• Page
Yup. I have had mean ones. I mean really mean. My employees no longer want them. Sorry. You asked.


----------



## Ben Little (Apr 9, 2012)

B&E said:


> Yup. I have had mean ones. I mean really mean. My employees no longer want them. Sorry. You asked.


Thanks, that's what I need to know.


----------



## dgl1948 (Oct 5, 2005)

Ben Little said:


> Well I chickened out and went with Olivarez and Kona coming end of April. *Can anyone tell me if you have had any aggressive Chilean queens please ? *


We have used them since they became available with no issues. We get them from Beemaid in Winnipeg so we go in and pick them up on the day they arrive. Acceptance is good and they have been good producers.


----------



## KatieBee Honey (Mar 3, 2016)

I may sound stupid for asking this but can Chilean queens be shipped to the U.S? I've just never heard of them


----------



## Rader Sidetrack (Nov 30, 2011)

>> ... can Chilean queens be shipped to the U.S? 

No, (unless you are a university or government agency with appropriate permits). Queens can be imported into the US from Canada or New Zealand.

• Request a
Count the lines in the listing that contain the string "light", and reply with the number alone.
The thread about Chilean queen bees and the listing are unrelated material.

• Supplied records
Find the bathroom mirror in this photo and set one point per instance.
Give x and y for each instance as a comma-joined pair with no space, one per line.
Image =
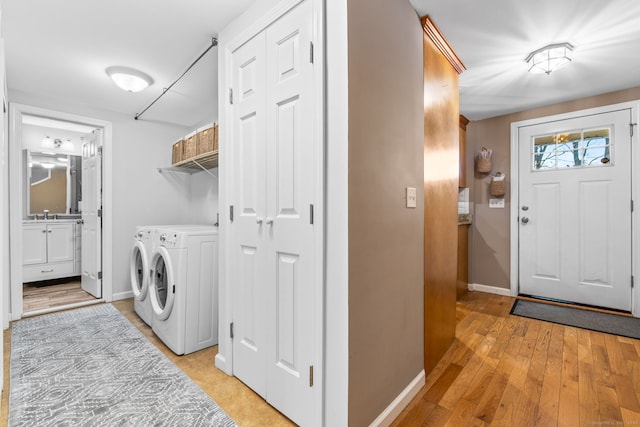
53,182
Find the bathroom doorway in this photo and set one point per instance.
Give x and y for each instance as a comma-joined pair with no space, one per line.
56,244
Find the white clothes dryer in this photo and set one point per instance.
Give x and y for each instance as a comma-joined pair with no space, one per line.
139,267
183,288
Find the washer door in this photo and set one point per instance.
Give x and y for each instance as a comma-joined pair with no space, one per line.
139,268
162,284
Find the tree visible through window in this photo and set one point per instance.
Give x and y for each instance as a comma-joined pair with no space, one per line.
572,149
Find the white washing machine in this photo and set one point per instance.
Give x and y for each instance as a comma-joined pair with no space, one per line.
139,267
184,288
139,270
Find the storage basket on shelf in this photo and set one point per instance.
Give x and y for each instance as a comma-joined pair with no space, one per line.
207,140
497,186
190,145
484,160
177,152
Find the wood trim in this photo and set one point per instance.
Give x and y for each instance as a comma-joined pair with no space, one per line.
434,34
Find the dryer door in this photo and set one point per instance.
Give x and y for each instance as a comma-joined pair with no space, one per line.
139,269
162,283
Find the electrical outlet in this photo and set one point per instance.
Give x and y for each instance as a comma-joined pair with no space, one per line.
412,197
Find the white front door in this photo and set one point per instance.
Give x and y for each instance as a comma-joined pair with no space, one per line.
275,168
575,210
92,214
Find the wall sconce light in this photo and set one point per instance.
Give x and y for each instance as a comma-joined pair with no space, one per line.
129,79
550,58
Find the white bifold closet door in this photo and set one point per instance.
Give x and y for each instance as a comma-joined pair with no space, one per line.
274,173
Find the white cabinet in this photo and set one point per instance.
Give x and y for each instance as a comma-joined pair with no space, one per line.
49,250
274,180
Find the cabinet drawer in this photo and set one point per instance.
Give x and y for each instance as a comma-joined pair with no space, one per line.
32,273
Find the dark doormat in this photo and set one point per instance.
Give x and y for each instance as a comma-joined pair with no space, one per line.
593,320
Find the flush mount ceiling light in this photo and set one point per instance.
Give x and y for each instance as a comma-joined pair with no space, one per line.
129,79
550,58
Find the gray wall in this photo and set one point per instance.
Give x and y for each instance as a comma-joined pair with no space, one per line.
489,246
385,238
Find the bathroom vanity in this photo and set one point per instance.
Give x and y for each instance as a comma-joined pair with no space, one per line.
50,249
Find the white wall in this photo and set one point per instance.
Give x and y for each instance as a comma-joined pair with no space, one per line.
337,212
204,197
141,195
4,207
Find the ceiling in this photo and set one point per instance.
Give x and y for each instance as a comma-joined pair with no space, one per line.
60,49
493,37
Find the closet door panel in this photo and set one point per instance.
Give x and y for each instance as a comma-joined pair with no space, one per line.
291,190
247,255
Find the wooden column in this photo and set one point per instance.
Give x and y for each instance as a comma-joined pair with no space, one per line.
441,179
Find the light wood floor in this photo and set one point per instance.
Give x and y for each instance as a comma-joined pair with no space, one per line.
502,370
35,296
240,402
505,370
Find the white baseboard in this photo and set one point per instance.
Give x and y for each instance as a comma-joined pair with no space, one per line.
399,403
490,289
122,295
221,363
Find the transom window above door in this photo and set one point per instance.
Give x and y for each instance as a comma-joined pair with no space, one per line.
572,149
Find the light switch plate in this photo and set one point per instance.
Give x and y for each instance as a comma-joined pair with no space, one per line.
412,197
496,203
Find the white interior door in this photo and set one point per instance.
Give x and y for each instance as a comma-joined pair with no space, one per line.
92,214
274,172
291,193
249,188
575,210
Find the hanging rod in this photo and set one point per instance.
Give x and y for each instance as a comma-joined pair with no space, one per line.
214,43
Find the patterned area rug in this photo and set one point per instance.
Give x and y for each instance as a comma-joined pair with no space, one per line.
92,367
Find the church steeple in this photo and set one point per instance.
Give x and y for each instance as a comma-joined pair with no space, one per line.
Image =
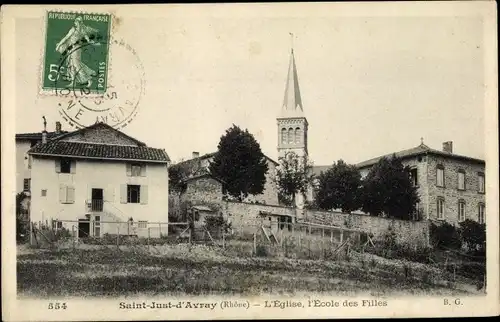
292,103
292,124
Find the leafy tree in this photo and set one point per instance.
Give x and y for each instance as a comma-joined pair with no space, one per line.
240,164
293,176
388,189
176,175
339,187
445,235
473,234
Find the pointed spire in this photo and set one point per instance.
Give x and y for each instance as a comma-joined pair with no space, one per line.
292,103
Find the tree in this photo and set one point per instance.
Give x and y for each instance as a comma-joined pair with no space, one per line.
473,234
293,175
339,187
388,189
240,164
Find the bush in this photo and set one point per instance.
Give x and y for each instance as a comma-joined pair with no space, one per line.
261,251
474,235
217,223
445,236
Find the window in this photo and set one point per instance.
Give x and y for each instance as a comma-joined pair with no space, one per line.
440,208
56,224
133,194
440,176
461,180
414,176
416,212
97,226
27,184
481,182
297,135
66,194
65,166
461,210
481,218
290,136
136,170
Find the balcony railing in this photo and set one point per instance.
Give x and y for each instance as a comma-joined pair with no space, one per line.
96,205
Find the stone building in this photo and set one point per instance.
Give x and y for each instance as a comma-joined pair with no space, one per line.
451,186
88,178
199,166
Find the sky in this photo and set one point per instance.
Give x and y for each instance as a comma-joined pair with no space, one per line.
370,84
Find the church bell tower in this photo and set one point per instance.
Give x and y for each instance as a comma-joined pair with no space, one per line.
292,124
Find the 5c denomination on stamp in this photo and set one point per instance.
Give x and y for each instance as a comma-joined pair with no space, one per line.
67,61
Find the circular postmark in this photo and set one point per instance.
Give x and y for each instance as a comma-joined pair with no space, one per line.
109,94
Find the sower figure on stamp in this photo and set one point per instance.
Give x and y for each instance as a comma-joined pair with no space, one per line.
71,44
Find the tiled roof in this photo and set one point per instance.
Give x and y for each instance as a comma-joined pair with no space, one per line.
316,170
100,151
413,152
419,150
38,135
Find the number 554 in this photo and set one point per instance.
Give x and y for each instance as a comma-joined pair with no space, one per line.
55,71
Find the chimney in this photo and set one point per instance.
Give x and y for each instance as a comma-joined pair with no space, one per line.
44,132
448,146
58,127
44,137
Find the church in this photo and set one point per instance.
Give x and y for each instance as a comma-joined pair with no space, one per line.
451,186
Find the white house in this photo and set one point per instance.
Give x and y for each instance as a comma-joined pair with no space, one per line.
89,179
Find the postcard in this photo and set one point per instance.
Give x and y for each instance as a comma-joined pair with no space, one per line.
249,161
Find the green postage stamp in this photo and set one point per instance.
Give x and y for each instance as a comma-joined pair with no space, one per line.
76,52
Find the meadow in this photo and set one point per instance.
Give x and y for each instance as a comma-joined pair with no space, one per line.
198,270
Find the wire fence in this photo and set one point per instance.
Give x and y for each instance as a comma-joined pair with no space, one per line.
295,241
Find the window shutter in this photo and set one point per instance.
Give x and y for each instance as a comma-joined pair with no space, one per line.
109,194
123,193
70,194
62,194
144,195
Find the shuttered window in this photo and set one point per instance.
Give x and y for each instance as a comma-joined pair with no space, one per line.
66,194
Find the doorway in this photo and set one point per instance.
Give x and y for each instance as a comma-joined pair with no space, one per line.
83,228
97,199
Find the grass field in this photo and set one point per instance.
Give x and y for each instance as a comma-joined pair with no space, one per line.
201,270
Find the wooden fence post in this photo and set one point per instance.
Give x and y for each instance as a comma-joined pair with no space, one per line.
149,235
254,243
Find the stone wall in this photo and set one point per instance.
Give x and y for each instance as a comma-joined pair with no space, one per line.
246,218
450,192
203,190
415,233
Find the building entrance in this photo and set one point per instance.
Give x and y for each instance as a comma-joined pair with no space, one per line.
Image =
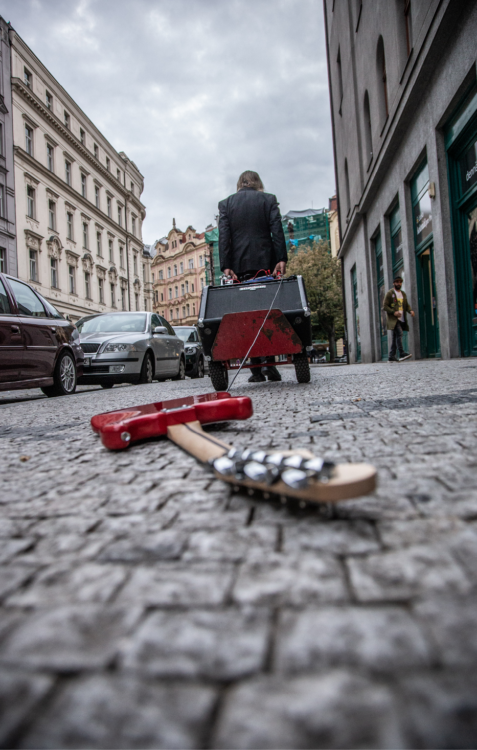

• Request b
Extend the thread about Chilean queen bees with another post after its last one.

• Answer a
4

• Answer b
> *Importation of Honey Bees (* Apis mellifera mellifera) and Beekeeping Equipment
> 
> Adult queen honey bees and package bees (worker bees, drones, with a queen) can be imported into the continental United States (i.e. not including Hawaii) from Canada and New Zealand:
> 
> ...


----------



## sharpdog (Jun 6, 2012)

Ben Little said:


> Well I chickened out and went with Olivarez and Kona coming end of April. *Can anyone tell me if you have had any aggressive Chilean queens please ? *


We bought 7 nucs with fresh Chilean queens in 2013. I kept them all together that year and and they outperformed my other hives for honey. I didnt notice the agression till fall. I requeened two of them then, the next year they were still hot, but productive. Last year I came across one again (they were very distinctivly marked red), and it was still hot but one of my best hives, so I used her to breed one round of daughters. Daughters seemed fine.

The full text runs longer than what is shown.